DESCRIÇÃO DO EXERCÍCIO -
Reescreva em forma de tabela Markdown as linhas que começam na que contém "of the tree" e terminam na que contém "(1068, 777)", ambas incluídas. Use as colunas Posição, com o número de cada linha, e Texto, omitindo as linhas em branco.

EXCERTOS DOS DADOS -
────────

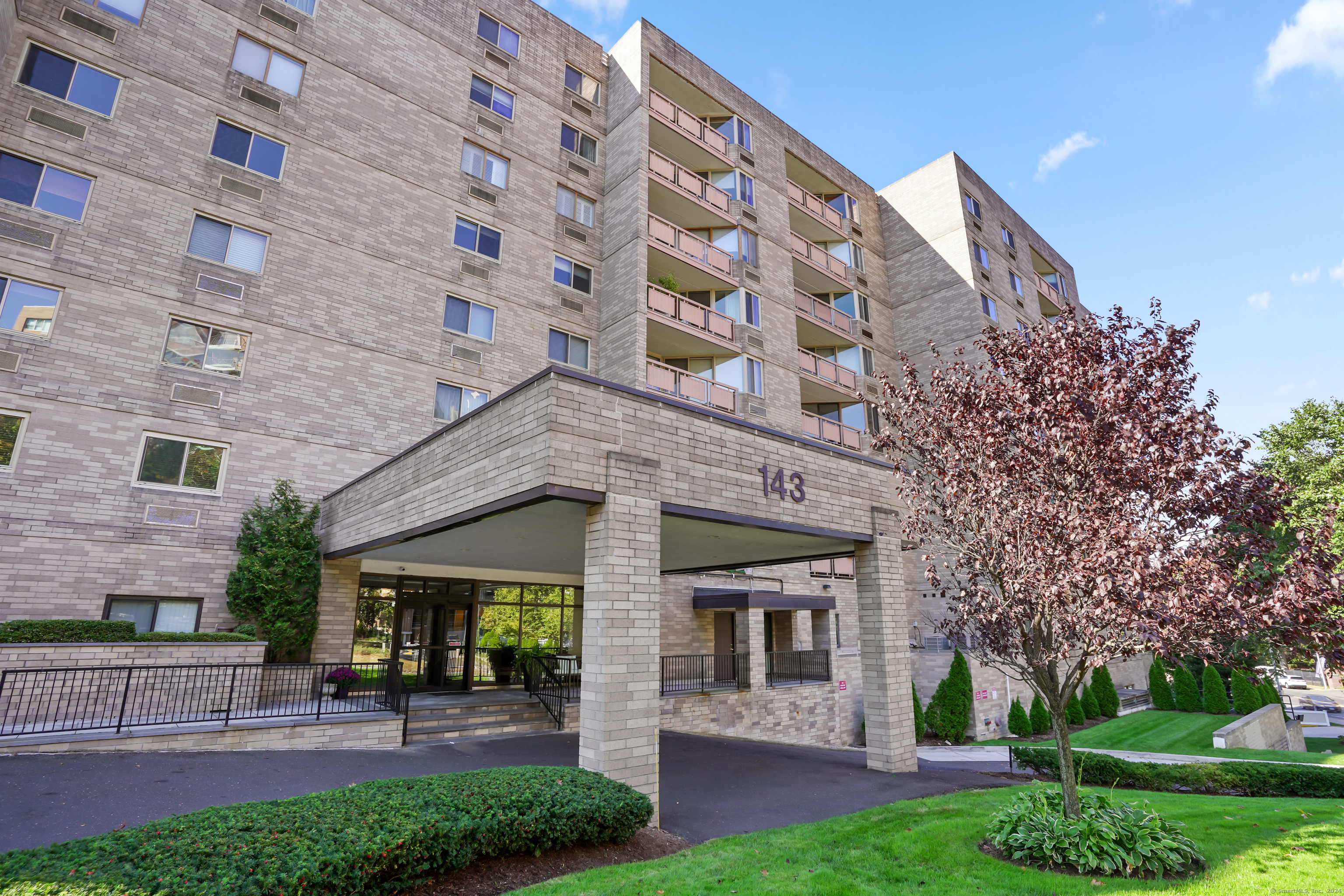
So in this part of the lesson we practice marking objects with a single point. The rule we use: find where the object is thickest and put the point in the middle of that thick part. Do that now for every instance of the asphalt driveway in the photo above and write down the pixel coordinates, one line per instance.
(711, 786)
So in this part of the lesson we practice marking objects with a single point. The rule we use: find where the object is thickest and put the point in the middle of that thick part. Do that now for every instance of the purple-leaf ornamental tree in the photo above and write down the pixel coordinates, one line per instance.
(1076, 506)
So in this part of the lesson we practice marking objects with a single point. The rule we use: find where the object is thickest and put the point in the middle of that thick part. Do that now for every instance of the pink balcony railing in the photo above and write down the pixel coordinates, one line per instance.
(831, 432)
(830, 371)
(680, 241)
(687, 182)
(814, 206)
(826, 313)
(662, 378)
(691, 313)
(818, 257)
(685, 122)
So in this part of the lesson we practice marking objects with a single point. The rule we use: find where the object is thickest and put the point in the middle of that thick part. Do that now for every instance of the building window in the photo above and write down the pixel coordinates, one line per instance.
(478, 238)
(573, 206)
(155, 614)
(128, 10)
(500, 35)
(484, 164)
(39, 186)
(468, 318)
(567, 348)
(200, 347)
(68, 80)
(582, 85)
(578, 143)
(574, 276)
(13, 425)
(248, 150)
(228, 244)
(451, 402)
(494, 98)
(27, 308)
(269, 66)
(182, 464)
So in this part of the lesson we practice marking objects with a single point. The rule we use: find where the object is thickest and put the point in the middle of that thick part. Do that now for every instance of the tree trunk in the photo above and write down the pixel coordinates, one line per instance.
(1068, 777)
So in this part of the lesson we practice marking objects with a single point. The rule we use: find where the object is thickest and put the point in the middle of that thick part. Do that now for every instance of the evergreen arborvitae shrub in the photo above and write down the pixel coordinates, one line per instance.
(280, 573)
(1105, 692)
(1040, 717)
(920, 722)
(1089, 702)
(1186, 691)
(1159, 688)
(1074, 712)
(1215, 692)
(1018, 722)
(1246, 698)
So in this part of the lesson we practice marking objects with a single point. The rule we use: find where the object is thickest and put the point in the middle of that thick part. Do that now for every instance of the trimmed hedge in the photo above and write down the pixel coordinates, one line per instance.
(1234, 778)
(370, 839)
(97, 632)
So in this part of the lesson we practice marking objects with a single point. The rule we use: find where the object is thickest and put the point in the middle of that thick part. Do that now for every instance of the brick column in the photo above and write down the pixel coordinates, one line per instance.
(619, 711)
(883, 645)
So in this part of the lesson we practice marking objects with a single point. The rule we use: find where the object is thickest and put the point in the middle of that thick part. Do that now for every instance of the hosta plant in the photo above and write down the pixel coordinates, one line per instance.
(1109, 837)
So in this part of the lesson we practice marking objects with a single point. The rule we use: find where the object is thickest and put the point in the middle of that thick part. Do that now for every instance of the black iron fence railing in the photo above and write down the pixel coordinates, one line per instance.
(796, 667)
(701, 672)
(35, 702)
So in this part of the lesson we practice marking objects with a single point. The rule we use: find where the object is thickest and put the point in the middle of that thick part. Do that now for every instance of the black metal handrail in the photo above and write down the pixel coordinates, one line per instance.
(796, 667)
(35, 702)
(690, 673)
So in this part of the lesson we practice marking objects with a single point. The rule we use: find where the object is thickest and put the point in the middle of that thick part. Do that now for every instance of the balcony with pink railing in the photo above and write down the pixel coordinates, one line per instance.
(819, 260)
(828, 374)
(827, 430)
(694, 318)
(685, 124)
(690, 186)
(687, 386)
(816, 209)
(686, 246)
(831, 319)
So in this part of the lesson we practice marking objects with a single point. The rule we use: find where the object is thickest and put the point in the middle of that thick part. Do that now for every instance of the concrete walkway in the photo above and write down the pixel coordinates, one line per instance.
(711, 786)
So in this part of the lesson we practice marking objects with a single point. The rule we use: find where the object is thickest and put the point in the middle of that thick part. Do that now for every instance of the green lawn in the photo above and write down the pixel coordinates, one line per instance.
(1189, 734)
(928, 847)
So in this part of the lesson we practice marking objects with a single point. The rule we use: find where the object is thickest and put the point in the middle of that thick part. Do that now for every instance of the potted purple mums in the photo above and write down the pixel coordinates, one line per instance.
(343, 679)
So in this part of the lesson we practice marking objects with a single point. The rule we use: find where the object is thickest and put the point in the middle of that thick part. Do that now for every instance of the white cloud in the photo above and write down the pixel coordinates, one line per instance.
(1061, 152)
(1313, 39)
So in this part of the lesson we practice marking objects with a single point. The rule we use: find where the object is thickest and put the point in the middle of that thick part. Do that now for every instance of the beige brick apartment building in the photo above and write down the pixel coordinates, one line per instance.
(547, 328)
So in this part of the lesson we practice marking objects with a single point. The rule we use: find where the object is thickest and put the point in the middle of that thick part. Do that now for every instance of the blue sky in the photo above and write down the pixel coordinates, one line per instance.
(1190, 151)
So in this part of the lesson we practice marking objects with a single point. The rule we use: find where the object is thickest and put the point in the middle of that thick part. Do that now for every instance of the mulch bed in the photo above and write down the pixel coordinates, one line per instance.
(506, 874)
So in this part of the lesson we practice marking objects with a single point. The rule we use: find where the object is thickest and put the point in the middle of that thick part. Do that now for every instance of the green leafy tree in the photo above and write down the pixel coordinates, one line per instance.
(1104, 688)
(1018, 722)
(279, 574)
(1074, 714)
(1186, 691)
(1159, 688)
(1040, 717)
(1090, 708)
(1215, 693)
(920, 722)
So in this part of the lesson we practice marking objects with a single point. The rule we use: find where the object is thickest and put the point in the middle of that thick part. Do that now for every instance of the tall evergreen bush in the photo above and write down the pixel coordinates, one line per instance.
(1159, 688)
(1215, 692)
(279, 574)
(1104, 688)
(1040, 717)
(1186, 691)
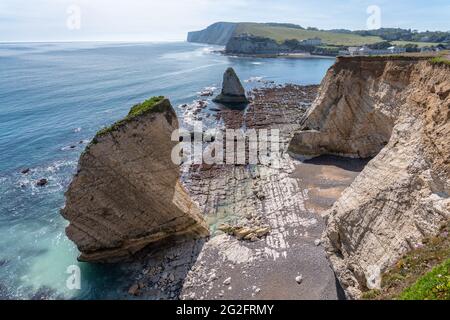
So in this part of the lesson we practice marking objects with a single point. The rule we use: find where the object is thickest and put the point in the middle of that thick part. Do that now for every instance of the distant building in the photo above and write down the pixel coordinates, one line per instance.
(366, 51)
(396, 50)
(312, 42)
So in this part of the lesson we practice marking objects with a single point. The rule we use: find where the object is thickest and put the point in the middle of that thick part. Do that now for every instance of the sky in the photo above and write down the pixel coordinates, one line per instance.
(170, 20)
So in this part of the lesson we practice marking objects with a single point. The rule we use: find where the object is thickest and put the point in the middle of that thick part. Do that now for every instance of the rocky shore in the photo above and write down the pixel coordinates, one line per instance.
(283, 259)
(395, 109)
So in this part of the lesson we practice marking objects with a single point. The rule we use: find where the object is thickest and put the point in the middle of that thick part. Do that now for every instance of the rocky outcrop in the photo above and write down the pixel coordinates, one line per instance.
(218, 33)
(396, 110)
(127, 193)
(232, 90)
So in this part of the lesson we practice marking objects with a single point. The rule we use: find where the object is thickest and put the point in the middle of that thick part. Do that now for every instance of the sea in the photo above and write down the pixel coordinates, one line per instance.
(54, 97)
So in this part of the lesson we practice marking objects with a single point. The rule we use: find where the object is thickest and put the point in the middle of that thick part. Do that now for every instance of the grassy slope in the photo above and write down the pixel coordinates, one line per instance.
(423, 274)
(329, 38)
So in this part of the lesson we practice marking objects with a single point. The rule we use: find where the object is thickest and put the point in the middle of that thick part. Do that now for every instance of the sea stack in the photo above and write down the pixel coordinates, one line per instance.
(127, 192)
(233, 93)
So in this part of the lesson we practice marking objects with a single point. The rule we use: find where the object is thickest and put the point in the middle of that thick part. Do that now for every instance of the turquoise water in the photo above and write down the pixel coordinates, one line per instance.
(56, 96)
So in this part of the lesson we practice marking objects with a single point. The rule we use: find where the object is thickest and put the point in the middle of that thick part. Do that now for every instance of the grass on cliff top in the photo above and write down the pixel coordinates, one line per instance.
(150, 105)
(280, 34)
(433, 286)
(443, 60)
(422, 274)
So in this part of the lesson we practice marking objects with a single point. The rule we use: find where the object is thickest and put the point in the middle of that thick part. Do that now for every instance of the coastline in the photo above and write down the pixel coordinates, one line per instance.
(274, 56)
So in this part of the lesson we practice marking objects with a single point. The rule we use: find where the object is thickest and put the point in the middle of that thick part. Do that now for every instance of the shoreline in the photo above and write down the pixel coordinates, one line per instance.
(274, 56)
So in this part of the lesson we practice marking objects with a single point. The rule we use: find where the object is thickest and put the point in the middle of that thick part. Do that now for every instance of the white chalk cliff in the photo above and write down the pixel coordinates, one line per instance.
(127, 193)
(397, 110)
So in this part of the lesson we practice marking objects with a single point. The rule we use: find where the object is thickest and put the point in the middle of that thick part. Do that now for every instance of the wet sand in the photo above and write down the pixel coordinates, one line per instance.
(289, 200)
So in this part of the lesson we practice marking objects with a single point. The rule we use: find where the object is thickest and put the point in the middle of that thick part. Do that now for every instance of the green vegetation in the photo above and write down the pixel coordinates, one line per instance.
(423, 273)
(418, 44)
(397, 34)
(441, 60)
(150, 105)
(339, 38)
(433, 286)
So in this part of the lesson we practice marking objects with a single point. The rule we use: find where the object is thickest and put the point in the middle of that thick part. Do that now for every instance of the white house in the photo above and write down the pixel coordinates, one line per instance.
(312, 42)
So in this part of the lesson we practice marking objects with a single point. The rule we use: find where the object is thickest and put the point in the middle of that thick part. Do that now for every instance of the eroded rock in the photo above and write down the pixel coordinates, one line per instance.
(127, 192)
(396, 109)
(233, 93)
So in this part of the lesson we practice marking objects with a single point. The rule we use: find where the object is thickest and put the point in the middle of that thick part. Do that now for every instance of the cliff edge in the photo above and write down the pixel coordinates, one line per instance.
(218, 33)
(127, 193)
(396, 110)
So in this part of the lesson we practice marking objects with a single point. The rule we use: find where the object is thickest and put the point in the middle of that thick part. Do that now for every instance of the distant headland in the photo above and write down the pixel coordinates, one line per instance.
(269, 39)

────────

RESPOSTA -
| Posição | Texto |
|---|---|
| 1 | So in this part of the lesson we practice marking objects with a single point. The rule we use: find where the object is thickest and put the point in the middle of that thick part. Do that now for every instance of the tree trunk in the photo above and write down the pixel coordinates, one line per instance. |
| 2 | (1068, 777) |